**VOTRE OBJECTIF**
Recopiez mot pour mot les lignes des entrées comprises entre celle qui contient « point: stucco trim » et celle qui contient « column 13, row 247 », ces deux lignes incluses, et rien d'autre.

Extraits de données d'étiquetage de localisation
================

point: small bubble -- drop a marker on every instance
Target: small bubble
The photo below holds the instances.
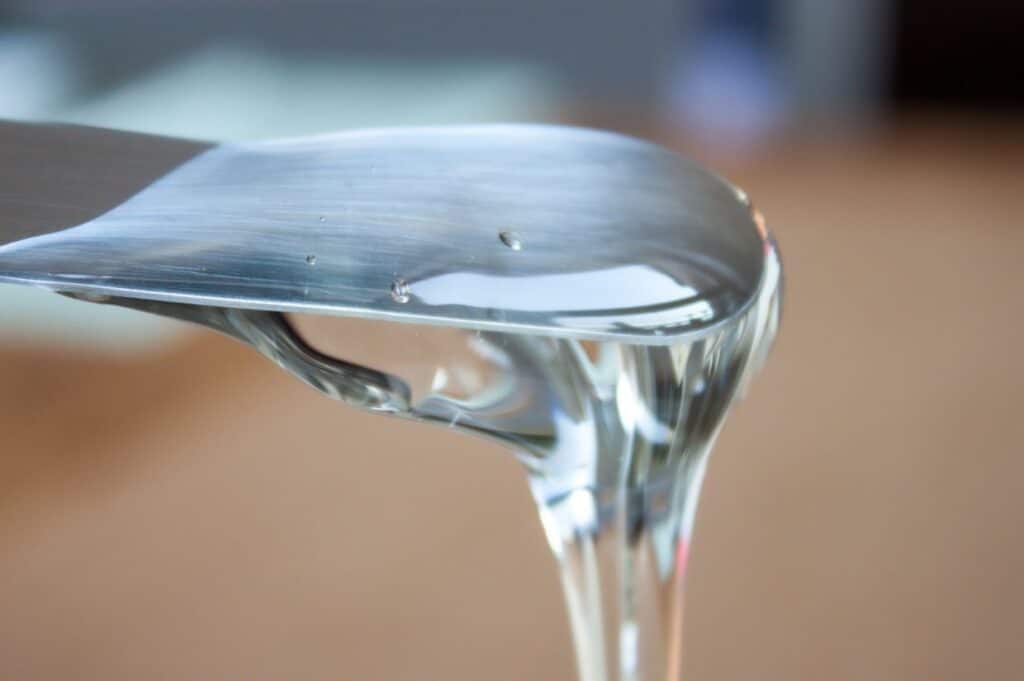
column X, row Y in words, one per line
column 399, row 291
column 511, row 240
column 741, row 196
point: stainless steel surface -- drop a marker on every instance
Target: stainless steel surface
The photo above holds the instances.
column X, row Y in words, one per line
column 614, row 239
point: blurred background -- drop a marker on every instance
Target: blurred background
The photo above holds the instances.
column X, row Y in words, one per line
column 172, row 506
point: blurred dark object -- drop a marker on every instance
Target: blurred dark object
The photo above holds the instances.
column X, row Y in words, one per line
column 957, row 53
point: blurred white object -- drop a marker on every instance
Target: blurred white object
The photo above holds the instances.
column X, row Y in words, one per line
column 235, row 93
column 238, row 93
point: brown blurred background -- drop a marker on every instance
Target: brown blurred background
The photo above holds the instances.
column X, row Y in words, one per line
column 172, row 506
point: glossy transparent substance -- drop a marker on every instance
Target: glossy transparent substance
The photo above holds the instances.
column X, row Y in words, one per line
column 613, row 436
column 594, row 302
column 544, row 229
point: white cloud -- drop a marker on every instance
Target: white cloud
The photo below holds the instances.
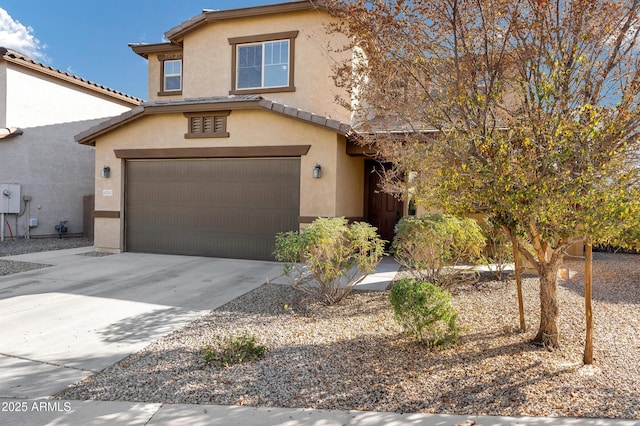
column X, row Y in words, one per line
column 14, row 35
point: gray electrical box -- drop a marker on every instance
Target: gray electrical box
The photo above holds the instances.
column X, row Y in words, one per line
column 10, row 198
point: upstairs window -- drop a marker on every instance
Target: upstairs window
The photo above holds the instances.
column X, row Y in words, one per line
column 263, row 63
column 171, row 74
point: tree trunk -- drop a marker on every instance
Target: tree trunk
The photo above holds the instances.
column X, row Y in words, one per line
column 518, row 272
column 548, row 332
column 588, row 344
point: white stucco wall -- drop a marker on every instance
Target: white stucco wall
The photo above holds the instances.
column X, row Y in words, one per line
column 45, row 160
column 34, row 99
column 54, row 170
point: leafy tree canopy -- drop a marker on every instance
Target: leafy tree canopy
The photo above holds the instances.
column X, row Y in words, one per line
column 525, row 110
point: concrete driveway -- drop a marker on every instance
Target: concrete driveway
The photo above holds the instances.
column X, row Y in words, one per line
column 62, row 323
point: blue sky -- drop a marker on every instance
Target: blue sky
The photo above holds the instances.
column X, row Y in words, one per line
column 90, row 38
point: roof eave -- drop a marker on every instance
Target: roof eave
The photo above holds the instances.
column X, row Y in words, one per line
column 144, row 49
column 90, row 136
column 70, row 78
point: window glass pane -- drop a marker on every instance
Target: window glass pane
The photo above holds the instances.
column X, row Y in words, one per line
column 172, row 83
column 173, row 75
column 276, row 65
column 172, row 67
column 249, row 66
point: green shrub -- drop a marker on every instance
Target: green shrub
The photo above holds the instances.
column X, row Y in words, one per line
column 498, row 253
column 424, row 311
column 233, row 350
column 329, row 257
column 441, row 249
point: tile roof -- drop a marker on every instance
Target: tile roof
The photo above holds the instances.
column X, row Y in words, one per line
column 231, row 102
column 18, row 58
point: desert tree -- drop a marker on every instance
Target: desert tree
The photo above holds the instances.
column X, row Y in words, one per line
column 522, row 110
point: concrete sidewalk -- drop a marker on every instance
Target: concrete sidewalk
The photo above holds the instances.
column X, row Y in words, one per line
column 133, row 413
column 62, row 323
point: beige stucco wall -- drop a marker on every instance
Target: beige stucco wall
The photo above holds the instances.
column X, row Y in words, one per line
column 339, row 192
column 207, row 61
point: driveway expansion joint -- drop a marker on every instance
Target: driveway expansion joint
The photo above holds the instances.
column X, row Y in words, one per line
column 45, row 362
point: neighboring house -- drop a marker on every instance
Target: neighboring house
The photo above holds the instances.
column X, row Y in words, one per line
column 241, row 139
column 44, row 174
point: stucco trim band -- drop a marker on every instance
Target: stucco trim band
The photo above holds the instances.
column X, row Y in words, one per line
column 108, row 214
column 223, row 152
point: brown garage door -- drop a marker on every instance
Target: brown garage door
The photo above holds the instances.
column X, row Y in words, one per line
column 211, row 207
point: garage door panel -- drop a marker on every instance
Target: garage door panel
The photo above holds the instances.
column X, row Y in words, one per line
column 216, row 207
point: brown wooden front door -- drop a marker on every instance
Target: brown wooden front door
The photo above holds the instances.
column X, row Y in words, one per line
column 382, row 210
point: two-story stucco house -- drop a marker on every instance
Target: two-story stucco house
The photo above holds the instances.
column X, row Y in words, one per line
column 241, row 139
column 44, row 174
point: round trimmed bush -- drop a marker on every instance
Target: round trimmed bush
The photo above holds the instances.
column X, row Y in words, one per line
column 424, row 311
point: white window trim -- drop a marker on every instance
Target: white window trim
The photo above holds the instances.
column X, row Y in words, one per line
column 262, row 66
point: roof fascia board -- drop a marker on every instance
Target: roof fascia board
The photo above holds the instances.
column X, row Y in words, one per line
column 77, row 81
column 176, row 34
column 89, row 137
column 145, row 49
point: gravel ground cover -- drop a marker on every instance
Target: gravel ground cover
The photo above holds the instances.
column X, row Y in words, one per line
column 354, row 356
column 13, row 247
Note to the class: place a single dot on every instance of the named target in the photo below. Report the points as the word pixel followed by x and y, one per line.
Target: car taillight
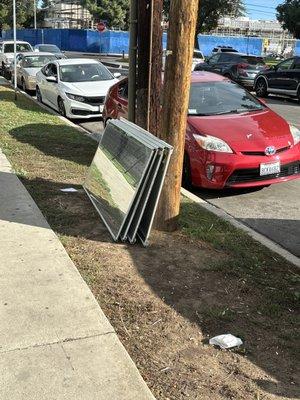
pixel 242 65
pixel 241 69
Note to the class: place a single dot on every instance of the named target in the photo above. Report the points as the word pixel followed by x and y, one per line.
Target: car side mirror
pixel 52 79
pixel 262 101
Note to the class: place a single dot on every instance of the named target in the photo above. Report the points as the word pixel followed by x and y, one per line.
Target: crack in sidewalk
pixel 66 340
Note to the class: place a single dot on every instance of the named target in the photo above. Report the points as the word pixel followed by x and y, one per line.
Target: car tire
pixel 39 95
pixel 261 88
pixel 186 172
pixel 23 85
pixel 61 107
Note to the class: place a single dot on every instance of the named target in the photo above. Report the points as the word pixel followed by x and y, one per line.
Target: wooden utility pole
pixel 181 39
pixel 149 64
pixel 132 61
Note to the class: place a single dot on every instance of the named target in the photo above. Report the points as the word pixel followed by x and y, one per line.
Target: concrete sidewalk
pixel 55 342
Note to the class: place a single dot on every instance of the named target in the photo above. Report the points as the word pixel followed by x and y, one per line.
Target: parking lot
pixel 273 211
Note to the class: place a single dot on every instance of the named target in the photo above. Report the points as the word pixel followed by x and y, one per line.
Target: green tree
pixel 210 11
pixel 24 10
pixel 288 13
pixel 115 12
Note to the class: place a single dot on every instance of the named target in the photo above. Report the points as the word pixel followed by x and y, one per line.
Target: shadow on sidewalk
pixel 215 293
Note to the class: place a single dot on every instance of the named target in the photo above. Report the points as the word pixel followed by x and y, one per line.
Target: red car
pixel 232 138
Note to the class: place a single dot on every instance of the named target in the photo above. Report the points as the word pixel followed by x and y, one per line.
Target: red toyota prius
pixel 232 138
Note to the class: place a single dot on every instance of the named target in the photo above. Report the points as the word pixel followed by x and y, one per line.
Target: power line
pixel 260 11
pixel 257 5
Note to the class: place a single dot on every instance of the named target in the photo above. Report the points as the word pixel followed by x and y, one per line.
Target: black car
pixel 283 78
pixel 239 67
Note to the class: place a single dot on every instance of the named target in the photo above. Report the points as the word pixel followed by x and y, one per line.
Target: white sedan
pixel 76 88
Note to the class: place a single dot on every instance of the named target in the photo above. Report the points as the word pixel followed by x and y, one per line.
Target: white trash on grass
pixel 226 341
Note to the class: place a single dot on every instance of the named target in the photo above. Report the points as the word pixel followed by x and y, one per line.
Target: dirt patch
pixel 167 300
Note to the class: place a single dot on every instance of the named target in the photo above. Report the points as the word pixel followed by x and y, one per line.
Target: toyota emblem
pixel 270 151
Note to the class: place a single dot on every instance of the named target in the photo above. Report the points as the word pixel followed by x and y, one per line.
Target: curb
pixel 276 248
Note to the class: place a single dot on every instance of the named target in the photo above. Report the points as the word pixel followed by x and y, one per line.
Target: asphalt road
pixel 273 211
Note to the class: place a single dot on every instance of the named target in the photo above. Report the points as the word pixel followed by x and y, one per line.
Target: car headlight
pixel 212 143
pixel 75 97
pixel 295 132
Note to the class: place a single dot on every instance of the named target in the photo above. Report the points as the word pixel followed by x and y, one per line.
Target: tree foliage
pixel 24 13
pixel 210 11
pixel 115 12
pixel 288 13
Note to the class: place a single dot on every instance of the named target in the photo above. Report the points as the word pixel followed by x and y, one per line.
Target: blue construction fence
pixel 297 48
pixel 117 42
pixel 248 45
pixel 108 42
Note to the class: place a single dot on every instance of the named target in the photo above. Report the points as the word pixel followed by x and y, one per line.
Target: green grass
pixel 48 155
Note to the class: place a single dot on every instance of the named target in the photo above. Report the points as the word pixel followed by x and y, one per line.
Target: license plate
pixel 269 168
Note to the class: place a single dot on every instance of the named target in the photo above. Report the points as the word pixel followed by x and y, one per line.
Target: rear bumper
pixel 247 82
pixel 241 171
pixel 78 110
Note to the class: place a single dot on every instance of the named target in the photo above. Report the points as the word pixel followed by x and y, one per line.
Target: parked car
pixel 7 53
pixel 198 58
pixel 223 49
pixel 239 67
pixel 28 64
pixel 232 138
pixel 50 48
pixel 75 87
pixel 283 78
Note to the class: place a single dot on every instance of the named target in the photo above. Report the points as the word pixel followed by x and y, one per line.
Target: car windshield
pixel 84 73
pixel 49 48
pixel 36 61
pixel 215 98
pixel 21 47
pixel 252 60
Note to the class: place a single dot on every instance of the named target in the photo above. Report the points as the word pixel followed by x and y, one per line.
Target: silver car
pixel 28 64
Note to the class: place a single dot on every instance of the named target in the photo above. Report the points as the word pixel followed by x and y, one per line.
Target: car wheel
pixel 186 172
pixel 61 107
pixel 261 88
pixel 23 85
pixel 38 95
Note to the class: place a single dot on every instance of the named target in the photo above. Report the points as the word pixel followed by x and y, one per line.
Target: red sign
pixel 101 26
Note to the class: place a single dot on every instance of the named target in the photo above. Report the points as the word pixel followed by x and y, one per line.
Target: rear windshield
pixel 253 60
pixel 37 61
pixel 49 48
pixel 198 54
pixel 21 47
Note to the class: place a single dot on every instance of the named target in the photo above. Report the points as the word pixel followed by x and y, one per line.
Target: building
pixel 245 26
pixel 276 39
pixel 67 14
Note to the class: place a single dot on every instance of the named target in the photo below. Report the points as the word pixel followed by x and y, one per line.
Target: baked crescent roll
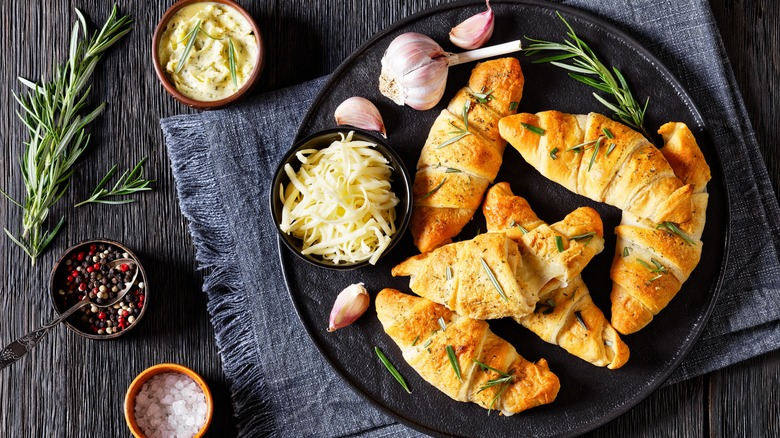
pixel 462 153
pixel 601 159
pixel 565 315
pixel 581 234
pixel 460 276
pixel 653 260
pixel 413 323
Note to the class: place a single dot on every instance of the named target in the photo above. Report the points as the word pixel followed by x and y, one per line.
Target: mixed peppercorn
pixel 86 272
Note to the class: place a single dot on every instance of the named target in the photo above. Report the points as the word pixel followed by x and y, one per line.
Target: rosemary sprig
pixel 128 184
pixel 232 62
pixel 670 227
pixel 52 113
pixel 586 67
pixel 493 280
pixel 454 361
pixel 191 35
pixel 390 367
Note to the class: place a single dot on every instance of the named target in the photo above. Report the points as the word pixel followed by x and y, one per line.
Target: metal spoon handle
pixel 18 348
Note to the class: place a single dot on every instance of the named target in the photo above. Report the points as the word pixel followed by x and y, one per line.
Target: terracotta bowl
pixel 171 88
pixel 138 383
pixel 56 277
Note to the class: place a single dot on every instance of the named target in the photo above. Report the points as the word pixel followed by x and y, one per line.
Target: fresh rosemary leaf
pixel 390 367
pixel 232 60
pixel 586 67
pixel 580 320
pixel 559 243
pixel 434 190
pixel 191 35
pixel 670 227
pixel 454 361
pixel 595 153
pixel 493 279
pixel 535 129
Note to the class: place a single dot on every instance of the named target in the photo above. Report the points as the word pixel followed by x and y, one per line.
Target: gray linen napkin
pixel 223 162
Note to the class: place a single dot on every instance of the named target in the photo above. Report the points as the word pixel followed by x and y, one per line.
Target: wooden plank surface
pixel 70 386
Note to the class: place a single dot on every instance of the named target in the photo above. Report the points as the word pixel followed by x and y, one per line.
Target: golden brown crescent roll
pixel 565 315
pixel 652 260
pixel 458 276
pixel 601 159
pixel 462 154
pixel 413 323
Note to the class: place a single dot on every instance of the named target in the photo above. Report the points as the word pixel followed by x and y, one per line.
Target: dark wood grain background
pixel 70 386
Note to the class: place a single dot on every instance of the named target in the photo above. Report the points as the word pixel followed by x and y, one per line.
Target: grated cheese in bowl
pixel 340 202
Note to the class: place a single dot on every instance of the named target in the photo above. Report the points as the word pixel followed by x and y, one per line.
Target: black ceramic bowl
pixel 401 186
pixel 57 281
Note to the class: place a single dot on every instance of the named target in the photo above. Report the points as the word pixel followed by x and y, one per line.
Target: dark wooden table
pixel 71 386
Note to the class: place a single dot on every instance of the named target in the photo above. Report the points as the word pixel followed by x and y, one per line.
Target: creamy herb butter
pixel 195 50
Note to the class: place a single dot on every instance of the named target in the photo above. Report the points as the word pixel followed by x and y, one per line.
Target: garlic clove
pixel 350 304
pixel 360 113
pixel 414 71
pixel 475 31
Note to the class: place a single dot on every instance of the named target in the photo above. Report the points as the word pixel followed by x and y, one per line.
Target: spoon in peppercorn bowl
pixel 18 348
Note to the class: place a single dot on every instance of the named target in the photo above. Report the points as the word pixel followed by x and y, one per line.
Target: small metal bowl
pixel 138 383
pixel 401 186
pixel 58 273
pixel 159 69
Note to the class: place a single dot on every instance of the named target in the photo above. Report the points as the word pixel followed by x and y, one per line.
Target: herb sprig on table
pixel 53 114
pixel 586 67
pixel 128 184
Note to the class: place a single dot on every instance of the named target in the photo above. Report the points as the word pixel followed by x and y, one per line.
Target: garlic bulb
pixel 474 31
pixel 360 113
pixel 351 303
pixel 414 68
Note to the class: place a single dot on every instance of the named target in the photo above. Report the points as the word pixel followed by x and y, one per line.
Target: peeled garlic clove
pixel 360 113
pixel 414 71
pixel 351 303
pixel 474 31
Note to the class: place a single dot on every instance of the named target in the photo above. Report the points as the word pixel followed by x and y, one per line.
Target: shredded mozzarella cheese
pixel 340 202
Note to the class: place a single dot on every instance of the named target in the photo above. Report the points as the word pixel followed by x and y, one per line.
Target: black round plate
pixel 589 396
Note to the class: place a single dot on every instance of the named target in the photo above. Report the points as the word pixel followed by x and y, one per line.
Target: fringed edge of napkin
pixel 222 284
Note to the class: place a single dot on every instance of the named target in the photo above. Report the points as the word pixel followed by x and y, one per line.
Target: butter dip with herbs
pixel 208 51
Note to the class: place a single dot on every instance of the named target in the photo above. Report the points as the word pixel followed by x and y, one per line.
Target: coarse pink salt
pixel 170 405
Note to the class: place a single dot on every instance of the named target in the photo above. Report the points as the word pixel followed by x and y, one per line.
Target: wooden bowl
pixel 171 88
pixel 138 383
pixel 54 279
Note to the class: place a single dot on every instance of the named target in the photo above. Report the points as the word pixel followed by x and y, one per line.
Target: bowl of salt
pixel 168 400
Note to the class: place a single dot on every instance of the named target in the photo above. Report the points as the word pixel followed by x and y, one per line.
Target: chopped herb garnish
pixel 454 361
pixel 580 320
pixel 671 228
pixel 535 129
pixel 434 189
pixel 559 243
pixel 493 279
pixel 390 367
pixel 188 48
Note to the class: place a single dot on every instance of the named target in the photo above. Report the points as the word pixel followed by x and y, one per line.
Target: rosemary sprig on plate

================

**LA RÉPONSE**
point: stucco trim band -- drop a marker on every instance
Target: stucco trim band
The photo above holds the instances.
column X, row Y in words, one per line
column 108, row 214
column 223, row 152
point: brown garage door -- drop a marker on every instance
Target: brown garage door
The photo above holds the instances.
column X, row Y in words, one per line
column 211, row 207
point: garage door panel -- drop a marker on every instance
Target: garage door panel
The photo above holds the instances.
column X, row Y in words, one per line
column 216, row 207
point: brown wooden front door -- drop a marker on every instance
Target: brown wooden front door
The photo above holds the instances.
column X, row Y in words, one per line
column 382, row 210
point: two-story stucco house -- drop a marker on every instance
Target: two-story stucco house
The photo above holds the instances.
column X, row Y in words, one per line
column 241, row 139
column 44, row 174
point: round trimmed bush -- drop a marker on every instance
Target: round trimmed bush
The photo above holds the instances.
column X, row Y in words, one per line
column 424, row 311
point: white window trim -- drop a marker on every instance
Target: white window trim
The photo above holds the instances.
column X, row Y in words, one per line
column 262, row 66
point: roof fascia board -- drop a marker on every instance
Target: roof fascia board
The photo above holds the instances.
column X, row Y in words, one per line
column 77, row 81
column 176, row 34
column 89, row 137
column 145, row 49
point: gravel ground cover -- drop a marker on every instance
Target: gravel ground cover
The photo above holds the instances.
column X, row Y in words, one per line
column 354, row 356
column 13, row 247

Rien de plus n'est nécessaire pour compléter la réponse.